» Given data
_ _ _ _
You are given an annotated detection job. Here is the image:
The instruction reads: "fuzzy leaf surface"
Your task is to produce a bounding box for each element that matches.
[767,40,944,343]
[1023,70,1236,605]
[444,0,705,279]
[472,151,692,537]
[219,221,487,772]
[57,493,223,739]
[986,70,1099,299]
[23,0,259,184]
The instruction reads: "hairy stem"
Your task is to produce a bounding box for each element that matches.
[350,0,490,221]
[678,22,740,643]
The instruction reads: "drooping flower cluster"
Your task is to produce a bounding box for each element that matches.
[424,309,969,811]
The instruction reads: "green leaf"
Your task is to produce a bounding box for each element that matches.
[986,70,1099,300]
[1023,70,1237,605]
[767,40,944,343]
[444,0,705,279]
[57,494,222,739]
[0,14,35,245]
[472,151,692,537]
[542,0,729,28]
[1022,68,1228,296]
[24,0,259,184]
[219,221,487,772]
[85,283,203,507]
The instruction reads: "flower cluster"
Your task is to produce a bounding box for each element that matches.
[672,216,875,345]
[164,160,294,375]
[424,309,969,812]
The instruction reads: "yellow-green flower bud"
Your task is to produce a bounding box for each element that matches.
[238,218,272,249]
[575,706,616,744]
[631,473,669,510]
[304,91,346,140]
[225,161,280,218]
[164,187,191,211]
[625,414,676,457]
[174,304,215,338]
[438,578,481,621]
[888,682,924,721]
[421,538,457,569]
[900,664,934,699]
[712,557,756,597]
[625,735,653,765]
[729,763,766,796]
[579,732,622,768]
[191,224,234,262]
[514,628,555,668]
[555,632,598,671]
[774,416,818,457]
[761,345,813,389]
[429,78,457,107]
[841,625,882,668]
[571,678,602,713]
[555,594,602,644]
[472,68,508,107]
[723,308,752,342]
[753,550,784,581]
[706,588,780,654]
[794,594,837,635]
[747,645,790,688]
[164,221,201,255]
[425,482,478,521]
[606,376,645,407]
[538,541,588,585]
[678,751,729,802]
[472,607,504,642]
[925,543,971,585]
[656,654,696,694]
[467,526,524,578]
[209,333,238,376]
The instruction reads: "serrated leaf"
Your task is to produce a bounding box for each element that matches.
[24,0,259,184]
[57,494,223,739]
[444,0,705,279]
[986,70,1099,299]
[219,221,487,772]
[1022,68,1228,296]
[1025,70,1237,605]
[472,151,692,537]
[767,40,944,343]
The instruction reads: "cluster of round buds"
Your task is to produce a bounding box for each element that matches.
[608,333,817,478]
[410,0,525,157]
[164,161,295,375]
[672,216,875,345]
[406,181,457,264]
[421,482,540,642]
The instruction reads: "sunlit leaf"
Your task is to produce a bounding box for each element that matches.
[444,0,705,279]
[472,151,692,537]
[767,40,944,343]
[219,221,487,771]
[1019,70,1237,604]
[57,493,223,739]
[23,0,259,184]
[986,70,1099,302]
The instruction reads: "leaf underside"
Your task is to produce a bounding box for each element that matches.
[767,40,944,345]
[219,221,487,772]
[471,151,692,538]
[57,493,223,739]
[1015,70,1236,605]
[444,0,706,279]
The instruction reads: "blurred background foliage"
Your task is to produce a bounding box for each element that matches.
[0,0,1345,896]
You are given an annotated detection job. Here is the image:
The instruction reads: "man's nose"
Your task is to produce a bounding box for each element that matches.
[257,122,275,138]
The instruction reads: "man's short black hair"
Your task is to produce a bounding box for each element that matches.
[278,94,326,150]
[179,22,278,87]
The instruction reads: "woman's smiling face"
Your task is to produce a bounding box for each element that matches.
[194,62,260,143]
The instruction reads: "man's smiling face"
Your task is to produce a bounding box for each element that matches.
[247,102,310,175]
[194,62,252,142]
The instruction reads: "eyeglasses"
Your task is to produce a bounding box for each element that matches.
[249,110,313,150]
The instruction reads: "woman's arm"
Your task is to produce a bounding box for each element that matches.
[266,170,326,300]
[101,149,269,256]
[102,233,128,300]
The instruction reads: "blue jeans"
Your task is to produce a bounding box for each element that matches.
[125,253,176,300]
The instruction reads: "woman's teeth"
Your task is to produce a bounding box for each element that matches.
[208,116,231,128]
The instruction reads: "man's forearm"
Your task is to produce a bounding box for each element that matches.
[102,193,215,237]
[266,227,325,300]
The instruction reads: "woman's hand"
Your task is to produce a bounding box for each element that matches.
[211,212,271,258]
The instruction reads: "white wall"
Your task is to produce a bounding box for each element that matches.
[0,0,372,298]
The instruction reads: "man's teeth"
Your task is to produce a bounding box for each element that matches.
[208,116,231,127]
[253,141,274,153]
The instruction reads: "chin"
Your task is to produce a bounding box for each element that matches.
_ _ _ _
» Instruction
Pull out every line of the entries above that contains the string "cluster".

» Answer to this task
The instruction reads: "drooping flower cluster"
The instruction reads: "flower cluster"
The instruction reads: "cluster of round buds"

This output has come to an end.